■ **Description of the task**: Print the passage on external data below word for word, in full.

■ **Passage to read**:
============
Internal data is often the first place that companies look when they start to think about analytics and insights. But they shouldn’t overlook the wealth of value that can be gained from mining external and third-party datasets.
Information about your own operations, such as sales transactions and operational performance, can tell you what has happened in the past and help you make educated guesses about what will happen in the future. External data sources can help you understand what your competition is doing, as well as how trends such as consumer behavior patterns, market dynamics or even the weather can impact your performance. In my opinion, an understanding of both is essential today, if you want to make the most of the transformative opportunities offered by data and analytics.
Today, artificial intelligence (AI) and machine learning, fueled by data, is quickly becoming a hugely transformative force in many industries and markets. However, not every company has the resources of an Amazon or a Walmart that allow it to generate vast amounts of proprietary, internal data from a customer base of millions. Fortunately, external data can be just as useful and has the advantage of being readily available to just about anyone.
During the Covid-19 pandemic, rapidly changing behavior meant that many of the existing models used by businesses to predict demand or forecast change became obsolete overnight. A large amount of their internal data now held little use. During this period, companies often found that external data held the key to building new models to predict how people would react to changing circumstances. Data on internet search traffic was particularly valuable for everything from tracking the spread of the virus to predicting where behavior changes would be most severe, to understanding what people’s new priorities were in a changing world.
============
(Point localization data)
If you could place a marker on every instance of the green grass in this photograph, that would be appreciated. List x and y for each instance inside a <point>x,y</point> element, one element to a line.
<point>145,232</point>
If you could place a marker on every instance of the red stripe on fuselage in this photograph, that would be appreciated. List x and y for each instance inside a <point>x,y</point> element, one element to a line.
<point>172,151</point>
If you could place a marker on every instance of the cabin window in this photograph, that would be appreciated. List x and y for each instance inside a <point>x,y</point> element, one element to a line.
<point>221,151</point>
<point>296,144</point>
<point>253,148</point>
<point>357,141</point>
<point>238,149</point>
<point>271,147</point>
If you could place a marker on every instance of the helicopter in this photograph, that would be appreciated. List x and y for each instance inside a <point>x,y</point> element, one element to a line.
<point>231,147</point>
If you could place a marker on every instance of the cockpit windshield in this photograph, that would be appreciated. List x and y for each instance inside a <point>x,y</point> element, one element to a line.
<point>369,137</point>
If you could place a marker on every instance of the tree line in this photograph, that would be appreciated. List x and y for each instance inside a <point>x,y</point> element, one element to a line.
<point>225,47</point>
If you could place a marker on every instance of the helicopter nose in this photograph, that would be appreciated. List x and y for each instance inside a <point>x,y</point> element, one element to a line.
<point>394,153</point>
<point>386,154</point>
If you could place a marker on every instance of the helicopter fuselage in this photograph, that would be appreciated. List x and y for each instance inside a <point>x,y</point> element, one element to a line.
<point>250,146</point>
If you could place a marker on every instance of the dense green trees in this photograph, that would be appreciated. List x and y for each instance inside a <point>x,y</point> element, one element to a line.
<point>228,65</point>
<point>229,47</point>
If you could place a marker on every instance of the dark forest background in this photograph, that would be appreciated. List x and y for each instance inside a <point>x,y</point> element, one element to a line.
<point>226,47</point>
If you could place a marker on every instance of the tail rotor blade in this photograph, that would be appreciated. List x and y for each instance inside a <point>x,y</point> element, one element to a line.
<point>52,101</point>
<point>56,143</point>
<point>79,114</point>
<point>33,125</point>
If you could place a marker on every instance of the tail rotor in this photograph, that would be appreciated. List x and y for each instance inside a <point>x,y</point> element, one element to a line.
============
■ **Task output**:
Internal data is often the first place that companies look when they start to think about analytics and insights. But they shouldn’t overlook the wealth of value that can be gained from mining external and third-party datasets.
Information about your own operations, such as sales transactions and operational performance, can tell you what has happened in the past and help you make educated guesses about what will happen in the future. External data sources can help you understand what your competition is doing, as well as how trends such as consumer behavior patterns, market dynamics or even the weather can impact your performance. In my opinion, an understanding of both is essential today, if you want to make the most of the transformative opportunities offered by data and analytics.
Today, artificial intelligence (AI) and machine learning, fueled by data, is quickly becoming a hugely transformative force in many industries and markets. However, not every company has the resources of an Amazon or a Walmart that allow it to generate vast amounts of proprietary, internal data from a customer base of millions. Fortunately, external data can be just as useful and has the advantage of being readily available to just about anyone.
During the Covid-19 pandemic, rapidly changing behavior meant that many of the existing models used by businesses to predict demand or forecast change became obsolete overnight. A large amount of their internal data now held little use. During this period, companies often found that external data held the key to building new models to predict how people would react to changing circumstances. Data on internet search traffic was particularly valuable for everything from tracking the spread of the virus to predicting where behavior changes would be most severe, to understanding what people’s new priorities were in a changing world.